◆ Stated task:
Update the items below by changing every "blue tang fish" to "yellow tang fish". Leave everything else unchanged.

# start of Data supplied

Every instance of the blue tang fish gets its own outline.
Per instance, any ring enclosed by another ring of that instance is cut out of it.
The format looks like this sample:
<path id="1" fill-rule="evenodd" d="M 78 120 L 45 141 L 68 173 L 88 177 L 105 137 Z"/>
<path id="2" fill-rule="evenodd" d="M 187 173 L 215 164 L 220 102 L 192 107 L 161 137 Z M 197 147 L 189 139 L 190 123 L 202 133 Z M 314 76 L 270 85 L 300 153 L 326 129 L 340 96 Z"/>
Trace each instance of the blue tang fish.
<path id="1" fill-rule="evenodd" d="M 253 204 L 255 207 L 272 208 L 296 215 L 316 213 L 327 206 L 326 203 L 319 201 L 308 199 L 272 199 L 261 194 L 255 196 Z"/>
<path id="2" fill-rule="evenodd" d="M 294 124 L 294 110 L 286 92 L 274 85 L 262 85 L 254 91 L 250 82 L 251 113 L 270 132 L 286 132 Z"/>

# end of Data supplied

◆ Worked solution:
Every instance of the yellow tang fish gets its own outline.
Per instance, any ring enclosed by another ring of that instance is cut out of it.
The format looks like this sample:
<path id="1" fill-rule="evenodd" d="M 78 120 L 45 141 L 68 173 L 88 177 L 105 137 Z"/>
<path id="2" fill-rule="evenodd" d="M 187 173 L 215 164 L 220 102 L 192 107 L 161 137 Z M 197 147 L 189 139 L 190 123 L 202 133 Z M 314 76 L 270 85 L 300 153 L 326 129 L 340 96 Z"/>
Trace each instance of the yellow tang fish.
<path id="1" fill-rule="evenodd" d="M 253 204 L 255 207 L 272 208 L 296 215 L 316 213 L 327 206 L 326 203 L 319 201 L 308 199 L 272 199 L 261 194 L 255 196 Z"/>
<path id="2" fill-rule="evenodd" d="M 294 124 L 294 110 L 286 92 L 274 85 L 262 85 L 254 91 L 250 82 L 251 113 L 270 132 L 286 132 Z"/>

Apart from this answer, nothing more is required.